══ Data provided

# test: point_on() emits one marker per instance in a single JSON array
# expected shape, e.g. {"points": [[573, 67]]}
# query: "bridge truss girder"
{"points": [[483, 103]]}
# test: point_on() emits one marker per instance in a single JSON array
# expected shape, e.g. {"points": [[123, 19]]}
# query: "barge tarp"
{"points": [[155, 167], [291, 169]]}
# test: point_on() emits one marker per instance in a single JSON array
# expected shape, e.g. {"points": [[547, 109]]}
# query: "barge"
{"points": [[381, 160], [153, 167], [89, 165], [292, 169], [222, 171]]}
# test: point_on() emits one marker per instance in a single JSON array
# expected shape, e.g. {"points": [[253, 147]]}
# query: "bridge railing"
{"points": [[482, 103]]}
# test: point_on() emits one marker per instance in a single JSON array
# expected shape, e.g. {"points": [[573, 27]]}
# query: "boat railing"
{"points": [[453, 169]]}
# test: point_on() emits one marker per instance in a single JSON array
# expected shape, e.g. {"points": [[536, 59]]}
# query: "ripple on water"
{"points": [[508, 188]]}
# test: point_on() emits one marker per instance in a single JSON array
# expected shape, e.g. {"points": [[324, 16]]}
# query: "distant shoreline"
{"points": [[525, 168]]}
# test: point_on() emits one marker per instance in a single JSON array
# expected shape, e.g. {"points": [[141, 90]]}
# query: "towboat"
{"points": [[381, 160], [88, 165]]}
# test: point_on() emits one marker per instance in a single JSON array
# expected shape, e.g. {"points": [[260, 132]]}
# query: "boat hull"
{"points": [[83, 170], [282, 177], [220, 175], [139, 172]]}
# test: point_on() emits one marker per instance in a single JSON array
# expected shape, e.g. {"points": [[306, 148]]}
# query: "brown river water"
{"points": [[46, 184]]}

════

■ Task description:
Print all the material, keeping every line identical to the original.

■ Response area:
# test: point_on() emits one marker per instance in a single JSON array
# expected shape, e.g. {"points": [[573, 67]]}
# query: "bridge truss girder"
{"points": [[483, 103]]}
# test: point_on() emits one marker per instance in a single JSON array
# expected shape, e.g. {"points": [[123, 19]]}
# query: "barge tarp"
{"points": [[155, 167], [291, 169]]}
# test: point_on() emits one marker per instance in a single JSON array
# expected shape, e.g. {"points": [[547, 109]]}
# query: "barge"
{"points": [[381, 160], [153, 167], [89, 165], [292, 169], [222, 171]]}
# test: point_on() emits one marker per instance in a single JSON array
# expected shape, e.g. {"points": [[253, 147]]}
# query: "bridge railing"
{"points": [[482, 103]]}
# test: point_on() emits one marker per instance in a single JSON array
# expected shape, e.g. {"points": [[573, 27]]}
# query: "boat railing"
{"points": [[453, 169]]}
# test: point_on() emits one marker per instance in a single JSON array
# expected shape, e.g. {"points": [[536, 59]]}
# query: "ripple on water"
{"points": [[508, 188]]}
# test: point_on() emits one marker per instance in a single JSON array
# expected shape, e.g. {"points": [[324, 16]]}
# query: "distant shoreline"
{"points": [[525, 168]]}
# test: point_on() emits one marker per instance in a single JSON array
# expected shape, e.g. {"points": [[141, 90]]}
# query: "towboat"
{"points": [[381, 160], [88, 165]]}
# test: point_on() emits one marker per instance in a single JSON array
# expected shape, e.g. {"points": [[260, 132]]}
# query: "boat hull"
{"points": [[83, 170], [282, 177], [220, 175], [139, 172]]}
# test: point_on() emits one marker per instance in a single JSON array
# expected shape, e.g. {"points": [[306, 148]]}
# query: "brown river water"
{"points": [[46, 184]]}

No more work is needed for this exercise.